Start of Text segment

My Name Is Tim And I Have A Garden Gnome Addiction

Just over 10 years ago I had two discs in my neck removed at C4 and C5.

At the time I knew I had problems with other discs lower down and further procedures were probably going to be necessary at some stage.

I started having some discomfort a few months ago and made an appointment to see a spinal specialist.

During the consult he asked me about my previous surgeries and said, “I see you had a discectomy and spinal fusion in 2003.”

“No” I said, “I didn’t have a fusion, just the discectomy”

He looked at me blankly for a moment and then nodded slowly whilst saying, “Well we wouldn’t do that now, we’re a little bit more advanced thankfully”.

I’ve worked with a fair number of clients over the years who have experienced alcohol and other addictions, a good proportion of whom had been through the 12 Steps process via organizations like Alcoholics Anonymous.

When Does Recovering Move To Recovered?

Every single one one referred to him or herself as a recovering alcoholic, including one man who hadn’t had a drink for close on three decades

“When are you a recovered alcoholic” I asked him.

“Never” he replied almost triumphantly.

I have to be careful what I say here because AA and 12 Steps have helped hundreds of thousands, if not millions, of people recover from alcohol addiction the world over.

Except they haven’t.

They haven’t helped anybody recover.

They have helped people move into remission

Remission is most definitely a preferable situation than the alternative, (just ask an oncology patient), but it’s not the same as recovery.

When 12 Steps started over three quarters of a century ago there were no fMRI’s, no PET Scans and as such very little known about the workings of the human brain other than conjecture through observations of behavior.

That’s not the case now. Now we understand that one of, if not the, biggest factor in making change, is the power of the human belief system.

Accepting There Is a Problem Is Always The Starting Point

Admitting that you have an addiction, whether it’s with alcohol, drugs or molesting garden gnomes is without doubt the first part in making change.

End of Text segment
Start of Recorded data

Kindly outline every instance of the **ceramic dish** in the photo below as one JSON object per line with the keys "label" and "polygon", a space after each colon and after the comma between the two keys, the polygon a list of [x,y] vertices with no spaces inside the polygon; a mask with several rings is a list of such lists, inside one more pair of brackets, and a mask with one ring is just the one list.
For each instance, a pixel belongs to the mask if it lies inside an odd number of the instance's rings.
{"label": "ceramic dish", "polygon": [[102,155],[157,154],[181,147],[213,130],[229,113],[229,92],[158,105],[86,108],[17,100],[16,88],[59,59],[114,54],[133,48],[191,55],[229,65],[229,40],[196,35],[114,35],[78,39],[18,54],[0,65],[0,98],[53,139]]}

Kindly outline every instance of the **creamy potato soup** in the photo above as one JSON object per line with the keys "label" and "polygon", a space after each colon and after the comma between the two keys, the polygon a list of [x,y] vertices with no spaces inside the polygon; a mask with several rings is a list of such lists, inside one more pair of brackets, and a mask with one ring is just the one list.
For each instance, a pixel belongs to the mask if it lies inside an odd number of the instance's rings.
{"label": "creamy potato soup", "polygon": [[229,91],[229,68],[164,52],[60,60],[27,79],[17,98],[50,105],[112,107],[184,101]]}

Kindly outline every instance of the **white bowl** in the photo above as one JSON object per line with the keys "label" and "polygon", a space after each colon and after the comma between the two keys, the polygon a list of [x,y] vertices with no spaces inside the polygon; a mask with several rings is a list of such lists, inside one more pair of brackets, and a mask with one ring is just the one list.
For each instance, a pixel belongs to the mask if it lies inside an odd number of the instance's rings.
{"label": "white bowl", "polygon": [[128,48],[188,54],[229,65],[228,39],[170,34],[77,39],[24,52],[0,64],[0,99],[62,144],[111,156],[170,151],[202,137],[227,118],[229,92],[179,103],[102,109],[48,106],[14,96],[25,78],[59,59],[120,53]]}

End of Recorded data

■ **Required work**:
In the garden gnome addiction text, which addictions does the final sentence name?

■ **Response area**:
Alcohol, drugs, and molesting garden gnomes.